#### [The request]
Copy the records from the line containing "For the benchmark, mark every instance of the car windshield" through the end of the records, swapping "thickest part" for "widest part" and keeping everything else the same.

[Named object pointing records]
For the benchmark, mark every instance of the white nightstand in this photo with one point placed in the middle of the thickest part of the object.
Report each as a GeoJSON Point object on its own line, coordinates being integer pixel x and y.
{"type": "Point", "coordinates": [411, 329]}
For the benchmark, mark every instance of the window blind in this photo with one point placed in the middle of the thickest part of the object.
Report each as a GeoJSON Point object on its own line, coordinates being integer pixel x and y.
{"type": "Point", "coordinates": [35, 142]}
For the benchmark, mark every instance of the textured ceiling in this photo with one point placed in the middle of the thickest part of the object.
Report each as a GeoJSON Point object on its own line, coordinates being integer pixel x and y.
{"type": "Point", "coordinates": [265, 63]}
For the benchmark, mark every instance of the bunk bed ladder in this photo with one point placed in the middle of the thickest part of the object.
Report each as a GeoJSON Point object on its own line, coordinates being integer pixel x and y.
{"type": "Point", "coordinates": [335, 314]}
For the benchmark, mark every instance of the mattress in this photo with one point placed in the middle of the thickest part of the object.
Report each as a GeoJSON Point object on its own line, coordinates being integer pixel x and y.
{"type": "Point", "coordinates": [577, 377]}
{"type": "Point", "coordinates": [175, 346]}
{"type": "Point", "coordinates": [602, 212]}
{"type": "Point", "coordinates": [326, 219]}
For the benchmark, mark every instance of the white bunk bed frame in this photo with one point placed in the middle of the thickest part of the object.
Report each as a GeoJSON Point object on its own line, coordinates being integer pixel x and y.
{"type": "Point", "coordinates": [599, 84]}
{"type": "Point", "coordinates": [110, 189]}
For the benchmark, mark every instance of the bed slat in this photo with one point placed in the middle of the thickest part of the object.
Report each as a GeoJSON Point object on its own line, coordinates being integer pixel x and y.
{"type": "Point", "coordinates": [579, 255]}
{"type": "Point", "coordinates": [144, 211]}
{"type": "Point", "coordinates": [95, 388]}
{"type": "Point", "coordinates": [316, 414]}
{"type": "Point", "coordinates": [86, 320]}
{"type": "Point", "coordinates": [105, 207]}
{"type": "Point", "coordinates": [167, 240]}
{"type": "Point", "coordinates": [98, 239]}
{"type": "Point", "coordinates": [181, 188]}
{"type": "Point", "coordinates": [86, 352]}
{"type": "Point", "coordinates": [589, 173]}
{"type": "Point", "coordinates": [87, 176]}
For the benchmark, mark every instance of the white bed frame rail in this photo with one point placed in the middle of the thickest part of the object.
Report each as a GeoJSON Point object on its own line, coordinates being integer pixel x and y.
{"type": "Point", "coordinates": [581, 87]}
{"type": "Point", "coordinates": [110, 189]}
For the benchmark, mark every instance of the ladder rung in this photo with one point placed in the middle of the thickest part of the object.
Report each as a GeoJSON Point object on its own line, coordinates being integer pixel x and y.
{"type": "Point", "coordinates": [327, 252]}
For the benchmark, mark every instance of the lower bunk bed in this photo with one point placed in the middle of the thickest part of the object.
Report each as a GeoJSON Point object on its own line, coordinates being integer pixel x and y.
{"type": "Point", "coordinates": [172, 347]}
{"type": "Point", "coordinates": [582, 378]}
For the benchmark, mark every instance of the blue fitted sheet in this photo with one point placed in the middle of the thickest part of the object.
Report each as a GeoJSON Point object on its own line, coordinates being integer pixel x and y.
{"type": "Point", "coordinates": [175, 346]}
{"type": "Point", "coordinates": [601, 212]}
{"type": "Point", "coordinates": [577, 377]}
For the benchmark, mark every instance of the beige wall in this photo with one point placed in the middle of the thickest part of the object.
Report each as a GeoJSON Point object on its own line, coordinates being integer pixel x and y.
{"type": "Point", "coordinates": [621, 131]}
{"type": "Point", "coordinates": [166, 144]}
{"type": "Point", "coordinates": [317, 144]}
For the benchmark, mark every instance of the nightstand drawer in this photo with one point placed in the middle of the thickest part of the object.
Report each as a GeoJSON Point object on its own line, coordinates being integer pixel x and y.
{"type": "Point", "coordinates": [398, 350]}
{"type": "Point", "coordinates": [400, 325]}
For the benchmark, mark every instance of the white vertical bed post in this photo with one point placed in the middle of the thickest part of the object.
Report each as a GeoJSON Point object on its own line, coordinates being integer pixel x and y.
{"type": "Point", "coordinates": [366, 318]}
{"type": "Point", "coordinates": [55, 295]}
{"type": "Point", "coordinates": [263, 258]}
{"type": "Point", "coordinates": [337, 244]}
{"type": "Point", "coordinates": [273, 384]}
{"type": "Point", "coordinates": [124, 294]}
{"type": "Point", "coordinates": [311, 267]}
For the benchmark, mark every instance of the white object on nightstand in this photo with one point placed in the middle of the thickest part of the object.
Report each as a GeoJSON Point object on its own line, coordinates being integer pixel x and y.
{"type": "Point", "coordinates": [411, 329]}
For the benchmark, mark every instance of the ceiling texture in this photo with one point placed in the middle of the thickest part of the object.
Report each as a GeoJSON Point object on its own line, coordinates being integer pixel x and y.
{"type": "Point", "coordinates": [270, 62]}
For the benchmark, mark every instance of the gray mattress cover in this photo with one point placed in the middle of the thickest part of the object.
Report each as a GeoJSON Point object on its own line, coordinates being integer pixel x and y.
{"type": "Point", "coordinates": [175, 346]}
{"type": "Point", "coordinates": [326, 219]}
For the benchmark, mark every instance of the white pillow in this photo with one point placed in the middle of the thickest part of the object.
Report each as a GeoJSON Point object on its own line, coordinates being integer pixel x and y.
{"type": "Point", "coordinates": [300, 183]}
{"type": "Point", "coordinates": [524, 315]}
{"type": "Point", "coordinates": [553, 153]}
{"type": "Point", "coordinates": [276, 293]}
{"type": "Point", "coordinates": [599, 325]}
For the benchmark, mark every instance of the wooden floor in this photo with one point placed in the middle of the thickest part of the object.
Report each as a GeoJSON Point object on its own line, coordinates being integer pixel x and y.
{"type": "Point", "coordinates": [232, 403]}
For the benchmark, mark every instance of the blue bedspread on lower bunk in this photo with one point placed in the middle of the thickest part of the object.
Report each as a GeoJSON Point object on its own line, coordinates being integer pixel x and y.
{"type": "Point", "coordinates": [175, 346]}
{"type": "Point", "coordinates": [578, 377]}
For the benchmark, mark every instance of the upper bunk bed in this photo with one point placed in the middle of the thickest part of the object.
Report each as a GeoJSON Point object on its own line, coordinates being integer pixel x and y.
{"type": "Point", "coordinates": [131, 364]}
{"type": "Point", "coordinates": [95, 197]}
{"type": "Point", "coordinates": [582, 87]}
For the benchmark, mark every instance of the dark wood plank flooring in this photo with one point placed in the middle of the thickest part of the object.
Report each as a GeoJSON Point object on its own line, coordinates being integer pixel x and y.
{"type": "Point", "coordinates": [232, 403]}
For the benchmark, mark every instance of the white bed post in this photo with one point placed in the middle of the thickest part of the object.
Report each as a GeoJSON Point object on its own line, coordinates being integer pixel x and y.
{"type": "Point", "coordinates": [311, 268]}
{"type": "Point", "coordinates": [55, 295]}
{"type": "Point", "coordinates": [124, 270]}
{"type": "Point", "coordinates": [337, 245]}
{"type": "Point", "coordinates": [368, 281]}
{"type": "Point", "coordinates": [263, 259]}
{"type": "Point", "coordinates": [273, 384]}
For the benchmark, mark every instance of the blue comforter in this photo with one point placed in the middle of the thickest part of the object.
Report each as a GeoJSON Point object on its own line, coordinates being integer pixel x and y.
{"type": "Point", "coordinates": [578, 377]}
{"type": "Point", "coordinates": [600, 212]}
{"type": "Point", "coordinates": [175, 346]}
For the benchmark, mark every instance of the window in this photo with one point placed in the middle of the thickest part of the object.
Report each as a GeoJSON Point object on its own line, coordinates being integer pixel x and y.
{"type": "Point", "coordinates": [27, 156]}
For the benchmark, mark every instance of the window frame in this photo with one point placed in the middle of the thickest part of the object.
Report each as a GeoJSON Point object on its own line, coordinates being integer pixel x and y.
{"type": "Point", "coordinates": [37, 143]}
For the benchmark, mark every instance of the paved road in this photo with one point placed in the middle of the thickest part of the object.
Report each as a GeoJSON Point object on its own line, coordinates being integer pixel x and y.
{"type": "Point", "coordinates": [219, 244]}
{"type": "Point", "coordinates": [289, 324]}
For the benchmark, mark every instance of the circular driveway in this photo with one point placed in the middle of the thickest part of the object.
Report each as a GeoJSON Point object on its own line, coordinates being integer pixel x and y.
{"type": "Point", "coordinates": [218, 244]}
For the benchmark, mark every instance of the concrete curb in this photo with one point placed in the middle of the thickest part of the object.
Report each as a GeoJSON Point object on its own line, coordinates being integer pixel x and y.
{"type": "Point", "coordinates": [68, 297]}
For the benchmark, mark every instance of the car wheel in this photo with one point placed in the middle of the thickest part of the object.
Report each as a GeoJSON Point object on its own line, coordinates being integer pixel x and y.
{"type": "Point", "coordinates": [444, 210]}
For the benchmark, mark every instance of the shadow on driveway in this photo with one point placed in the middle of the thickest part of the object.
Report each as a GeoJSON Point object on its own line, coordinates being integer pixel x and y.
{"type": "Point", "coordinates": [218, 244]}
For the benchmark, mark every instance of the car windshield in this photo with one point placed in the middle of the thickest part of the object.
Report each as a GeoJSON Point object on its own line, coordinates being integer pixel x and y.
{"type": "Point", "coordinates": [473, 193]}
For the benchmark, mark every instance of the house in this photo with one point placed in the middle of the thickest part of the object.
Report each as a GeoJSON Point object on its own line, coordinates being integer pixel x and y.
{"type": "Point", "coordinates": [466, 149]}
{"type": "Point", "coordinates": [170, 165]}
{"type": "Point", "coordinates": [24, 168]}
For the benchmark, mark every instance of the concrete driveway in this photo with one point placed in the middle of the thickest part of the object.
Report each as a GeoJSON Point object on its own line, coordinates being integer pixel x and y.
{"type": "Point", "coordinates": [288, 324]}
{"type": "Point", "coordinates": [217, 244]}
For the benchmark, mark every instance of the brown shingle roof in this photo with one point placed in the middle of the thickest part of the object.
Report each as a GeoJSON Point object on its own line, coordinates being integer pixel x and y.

#### [The solution]
For the benchmark, mark every instance of the car windshield in this photo with one point placed in the middle of the widest part of the object.
Report each as a GeoJSON Point object on its own line, coordinates being integer pixel x and y.
{"type": "Point", "coordinates": [473, 193]}
For the benchmark, mark every instance of the house in this photo with one point placed in the middle of the widest part of the object.
Report each as a GeoJSON Point object on its own line, coordinates being integer pixel x and y.
{"type": "Point", "coordinates": [466, 149]}
{"type": "Point", "coordinates": [170, 165]}
{"type": "Point", "coordinates": [24, 168]}
For the benchmark, mark every instance of the concrete driveway in this photo with one point placed in the middle of the widest part of the object.
Report each as a GeoJSON Point object on its own line, coordinates being integer pixel x and y.
{"type": "Point", "coordinates": [288, 324]}
{"type": "Point", "coordinates": [217, 244]}
For the benchmark, mark every instance of the brown shingle roof in this photo with one point placed in the middle of the widest part of the object.
Report each as a GeoJSON Point object on its own line, coordinates being integer pixel x and y.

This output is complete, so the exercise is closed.